* Task statement *
Convert every line of the material below into a Markdown table with the columns "Row" and "Material line", numbering the rows in order. Omit blank lines, and leave the pictures out of the table.

::: Records shown :::

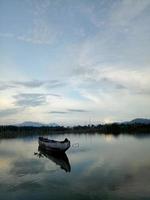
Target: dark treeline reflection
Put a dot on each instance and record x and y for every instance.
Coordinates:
(116, 129)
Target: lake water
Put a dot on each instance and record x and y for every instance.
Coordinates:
(95, 167)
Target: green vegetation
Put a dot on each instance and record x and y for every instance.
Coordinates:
(116, 129)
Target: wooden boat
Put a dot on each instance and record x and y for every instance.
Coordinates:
(54, 145)
(58, 157)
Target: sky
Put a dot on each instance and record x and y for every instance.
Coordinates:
(74, 61)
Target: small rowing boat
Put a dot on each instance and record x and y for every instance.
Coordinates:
(54, 145)
(58, 157)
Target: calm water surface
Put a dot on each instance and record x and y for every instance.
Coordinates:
(95, 167)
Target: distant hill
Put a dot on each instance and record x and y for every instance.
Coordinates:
(37, 124)
(138, 121)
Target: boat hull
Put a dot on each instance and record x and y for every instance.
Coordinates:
(54, 145)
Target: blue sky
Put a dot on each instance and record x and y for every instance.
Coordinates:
(72, 62)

:::

* Written response *
| Row | Material line |
|---|---|
| 1 | Target: dark treeline reflection |
| 2 | Put a dot on each instance and record x and y for every instance. |
| 3 | Coordinates: |
| 4 | (116, 129) |
| 5 | Target: lake water |
| 6 | Put a dot on each instance and record x and y for every instance. |
| 7 | Coordinates: |
| 8 | (95, 167) |
| 9 | Target: green vegetation |
| 10 | Put a dot on each instance and record x and y for every instance. |
| 11 | Coordinates: |
| 12 | (116, 129) |
| 13 | Target: wooden boat |
| 14 | Put a dot on each instance and record x and y for every instance. |
| 15 | Coordinates: |
| 16 | (54, 145) |
| 17 | (58, 157) |
| 18 | Target: sky |
| 19 | Put a dot on each instance and record x and y for every instance. |
| 20 | Coordinates: |
| 21 | (74, 61) |
| 22 | Target: small rowing boat |
| 23 | Put a dot on each instance and record x and y for every instance. |
| 24 | Coordinates: |
| 25 | (54, 145) |
| 26 | (58, 157) |
| 27 | Target: calm water surface |
| 28 | Put a dot on each instance and record x and y for every instance. |
| 29 | Coordinates: |
| 30 | (95, 167) |
| 31 | Target: distant hill |
| 32 | Put a dot on each instance and record x and y for every instance. |
| 33 | Coordinates: |
| 34 | (37, 124) |
| 35 | (138, 121) |
| 36 | Target: boat hull |
| 37 | Put a dot on each instance and record x and y for every instance. |
| 38 | Coordinates: |
| 39 | (54, 145) |
| 40 | Target: blue sky |
| 41 | Put a dot on each instance and record x and y for every instance. |
| 42 | Coordinates: |
| 43 | (72, 62) |